WRITTEN EXERCISE 1
Reproduce a passage from the article on Australia's sanctions against Russia without altering a word. Begin at the words "Home Affairs Minister" and stop after "Australian critical infrastructure.".

Australia to impose sanctions on Russia

Australia will hit Russia with a range of targeted sanctions over its actions towards Ukraine.

Sanctions and travel bans will target eight members of the Russian Federation's security council, while existing sanctions in place over past Russian aggression will be expanded.

Russian banks have also been targeted.

Prime Minister Scott Morrison said he expects further tranches of sanctions that will target more individuals.

Vladimir Putin has ordered Russian troops into eastern Ukraine in a move he said was aimed at keeping the peace after Moscow recognised the separatist regions of Donetsk and Luhansk as independent.

US President Joe Biden has described the action as the beginning of a Russian invasion of Ukraine.

Mr Morrison, who convened cabinet's national security committee on Wednesday, said Russia needed to understand the world's condemnation of its decision.

"The invasion of Ukraine has effectively already begun," Mr Morrison told reporters in Sydney.

"Australians always stand up to bullies and we will be standing up to Russia."

Sanctions by the United States and United Kingdom will target Russian billionaires and financial institutions, while Germany put the brakes on a new gas pipeline.

Australia has ruled out direct military assistance and is supporting Ukraine's cyber-capability. It has left the door open for technical military support but the prime minister declined to elaborate on what the term meant.

Home Affairs Minister Karen Andrews, who met her counterparts in the Five Eyes intelligence alliance over the Ukraine issue, has voiced concerns about a potential cyber attack on Australian critical infrastructure.

"That doesn't mean we will go lightly in our response to Russia, because this behaviour needs to be called out," she said.

The head of the Ukrainian embassy in Canberra, Volodymyr Shalkivskyi, urged Western nations to be unified in their sanctions.

WRITTEN EXERCISE 2
Edit the rows below, starting at the line that has "target | red tail fin" and running through the last row. Change each "drop a pin" to "place a marker" and leave everything else as it is.

DATA SUPPLIED
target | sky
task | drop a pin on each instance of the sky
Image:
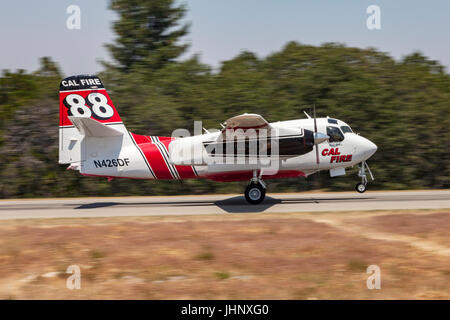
(220, 29)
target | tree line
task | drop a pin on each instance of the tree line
(402, 105)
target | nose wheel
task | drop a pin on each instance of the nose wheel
(362, 186)
(255, 192)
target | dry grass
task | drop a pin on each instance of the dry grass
(276, 256)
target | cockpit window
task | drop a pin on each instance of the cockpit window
(335, 134)
(346, 129)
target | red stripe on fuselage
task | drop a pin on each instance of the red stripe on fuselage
(153, 156)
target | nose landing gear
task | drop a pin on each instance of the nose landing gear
(362, 186)
(255, 192)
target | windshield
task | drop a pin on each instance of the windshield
(346, 129)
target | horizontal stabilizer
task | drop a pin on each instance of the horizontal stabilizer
(92, 128)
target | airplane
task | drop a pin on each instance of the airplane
(94, 141)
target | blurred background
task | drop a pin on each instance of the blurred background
(166, 63)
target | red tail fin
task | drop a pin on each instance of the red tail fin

EXERCISE RESPONSE 1
Home Affairs Minister Karen Andrews, who met her counterparts in the Five Eyes intelligence alliance over the Ukraine issue, has voiced concerns about a potential cyber attack on Australian critical infrastructure.

EXERCISE RESPONSE 2
target | red tail fin
task | place a marker on each instance of the red tail fin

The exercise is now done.